Exercise prompt → Every entry below must appear again, exactly as written.

Input material →
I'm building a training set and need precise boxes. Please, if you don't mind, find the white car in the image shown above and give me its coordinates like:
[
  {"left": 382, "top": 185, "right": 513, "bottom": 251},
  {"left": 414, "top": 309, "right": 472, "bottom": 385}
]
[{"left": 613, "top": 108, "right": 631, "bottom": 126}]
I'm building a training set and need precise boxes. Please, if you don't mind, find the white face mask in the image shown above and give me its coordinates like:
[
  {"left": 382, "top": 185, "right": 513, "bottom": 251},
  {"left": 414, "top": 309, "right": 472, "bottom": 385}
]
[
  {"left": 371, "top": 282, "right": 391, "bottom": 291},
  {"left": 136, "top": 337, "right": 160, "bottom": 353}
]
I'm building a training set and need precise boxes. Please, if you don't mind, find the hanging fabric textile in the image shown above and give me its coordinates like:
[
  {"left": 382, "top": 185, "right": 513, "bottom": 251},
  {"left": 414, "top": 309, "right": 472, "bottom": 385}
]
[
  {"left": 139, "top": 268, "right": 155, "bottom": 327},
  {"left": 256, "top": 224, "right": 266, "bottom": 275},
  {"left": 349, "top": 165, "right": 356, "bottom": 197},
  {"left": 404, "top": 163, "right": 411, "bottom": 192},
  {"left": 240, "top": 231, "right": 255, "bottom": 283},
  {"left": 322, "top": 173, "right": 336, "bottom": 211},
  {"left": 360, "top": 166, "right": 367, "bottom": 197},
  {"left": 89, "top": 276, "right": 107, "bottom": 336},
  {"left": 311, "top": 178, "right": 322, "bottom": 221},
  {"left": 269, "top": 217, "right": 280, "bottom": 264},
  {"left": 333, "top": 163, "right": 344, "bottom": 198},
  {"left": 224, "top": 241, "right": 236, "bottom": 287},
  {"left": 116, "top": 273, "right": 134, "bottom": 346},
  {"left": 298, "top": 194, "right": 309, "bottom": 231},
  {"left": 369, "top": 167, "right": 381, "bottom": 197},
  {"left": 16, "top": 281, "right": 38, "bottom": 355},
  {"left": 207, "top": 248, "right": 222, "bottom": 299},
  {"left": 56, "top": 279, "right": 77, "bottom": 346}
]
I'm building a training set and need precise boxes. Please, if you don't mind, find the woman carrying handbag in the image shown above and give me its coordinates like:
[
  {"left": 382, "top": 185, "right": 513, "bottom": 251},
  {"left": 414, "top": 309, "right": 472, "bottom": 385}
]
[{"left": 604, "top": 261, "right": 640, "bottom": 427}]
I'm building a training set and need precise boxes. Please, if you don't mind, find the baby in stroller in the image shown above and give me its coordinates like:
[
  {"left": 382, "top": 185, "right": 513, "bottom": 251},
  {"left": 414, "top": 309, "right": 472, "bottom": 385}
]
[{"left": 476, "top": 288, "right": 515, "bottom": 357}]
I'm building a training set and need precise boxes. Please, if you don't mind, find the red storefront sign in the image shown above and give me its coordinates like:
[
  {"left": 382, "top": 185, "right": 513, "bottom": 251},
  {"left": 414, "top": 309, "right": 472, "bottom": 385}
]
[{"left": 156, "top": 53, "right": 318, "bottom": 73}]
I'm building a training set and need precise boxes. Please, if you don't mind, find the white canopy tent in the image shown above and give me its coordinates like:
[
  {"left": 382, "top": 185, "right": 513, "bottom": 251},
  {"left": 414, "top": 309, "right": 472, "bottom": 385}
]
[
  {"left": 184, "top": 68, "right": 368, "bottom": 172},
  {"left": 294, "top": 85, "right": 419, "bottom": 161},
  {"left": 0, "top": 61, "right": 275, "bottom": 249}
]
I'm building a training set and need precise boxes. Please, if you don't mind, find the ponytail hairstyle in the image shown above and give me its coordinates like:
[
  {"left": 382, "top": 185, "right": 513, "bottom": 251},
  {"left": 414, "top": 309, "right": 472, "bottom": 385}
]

Written answer →
I'm building a training set and need precise boxes. Please, if you don't mind, find the white car in the image shown above and give me its coordinates like:
[
  {"left": 382, "top": 185, "right": 513, "bottom": 251},
  {"left": 414, "top": 309, "right": 472, "bottom": 385}
]
[{"left": 613, "top": 108, "right": 631, "bottom": 126}]
I'm building a training set and need precise boxes. Please, if you don't mind, find the white face mask in the image shown above and give me its coordinates like:
[
  {"left": 382, "top": 185, "right": 513, "bottom": 251},
  {"left": 414, "top": 309, "right": 472, "bottom": 385}
]
[
  {"left": 371, "top": 282, "right": 391, "bottom": 291},
  {"left": 136, "top": 337, "right": 160, "bottom": 353}
]
I'm building a training set and need precise boxes. Please, if you don't mind, find the hanging fabric textile in the image shown above and give me its coordinates like:
[
  {"left": 382, "top": 185, "right": 513, "bottom": 251},
  {"left": 414, "top": 309, "right": 472, "bottom": 385}
]
[
  {"left": 139, "top": 268, "right": 155, "bottom": 327},
  {"left": 256, "top": 224, "right": 266, "bottom": 275},
  {"left": 349, "top": 165, "right": 356, "bottom": 197},
  {"left": 404, "top": 163, "right": 411, "bottom": 192},
  {"left": 240, "top": 231, "right": 255, "bottom": 283},
  {"left": 322, "top": 173, "right": 336, "bottom": 211},
  {"left": 360, "top": 166, "right": 367, "bottom": 197},
  {"left": 89, "top": 276, "right": 107, "bottom": 336},
  {"left": 311, "top": 178, "right": 322, "bottom": 221},
  {"left": 269, "top": 217, "right": 280, "bottom": 264},
  {"left": 333, "top": 163, "right": 344, "bottom": 198},
  {"left": 224, "top": 241, "right": 236, "bottom": 287},
  {"left": 116, "top": 273, "right": 134, "bottom": 346},
  {"left": 298, "top": 194, "right": 309, "bottom": 231},
  {"left": 369, "top": 167, "right": 381, "bottom": 197},
  {"left": 16, "top": 281, "right": 38, "bottom": 355},
  {"left": 207, "top": 248, "right": 222, "bottom": 299},
  {"left": 56, "top": 279, "right": 77, "bottom": 346}
]
I'm building a training set and need precise boxes. Please, if you don't mind, find the woman carrying handbag in the image shown above and give me its coordinates like:
[
  {"left": 382, "top": 185, "right": 513, "bottom": 251},
  {"left": 414, "top": 309, "right": 472, "bottom": 385}
]
[{"left": 604, "top": 261, "right": 640, "bottom": 427}]
I'm building a training set and need precise boxes. Please, if you don't mind, find the baby in stroller in the image shown above and give me its coordinates like:
[
  {"left": 382, "top": 185, "right": 513, "bottom": 251},
  {"left": 414, "top": 309, "right": 472, "bottom": 385}
]
[{"left": 476, "top": 288, "right": 515, "bottom": 357}]
I'm building a training set and need precise boxes. Please, if you don't mind, find the red storefront sign in the image shown above and give me its coordinates like:
[
  {"left": 382, "top": 185, "right": 513, "bottom": 251},
  {"left": 414, "top": 309, "right": 472, "bottom": 385}
]
[{"left": 156, "top": 53, "right": 318, "bottom": 73}]
I'm building a training set and need precise boxes. Please, if you don't mind, find the white canopy tent in the image shown above and give me its coordinates like:
[
  {"left": 382, "top": 185, "right": 513, "bottom": 251},
  {"left": 414, "top": 309, "right": 472, "bottom": 385}
]
[
  {"left": 184, "top": 68, "right": 368, "bottom": 172},
  {"left": 294, "top": 85, "right": 419, "bottom": 161},
  {"left": 0, "top": 61, "right": 275, "bottom": 249}
]
I'm building a training set and need precise boxes. Please, if you don't mind, find the ponytail hairstyle in the image shown above and give me its coordinates like:
[
  {"left": 382, "top": 185, "right": 513, "bottom": 251},
  {"left": 414, "top": 309, "right": 472, "bottom": 385}
]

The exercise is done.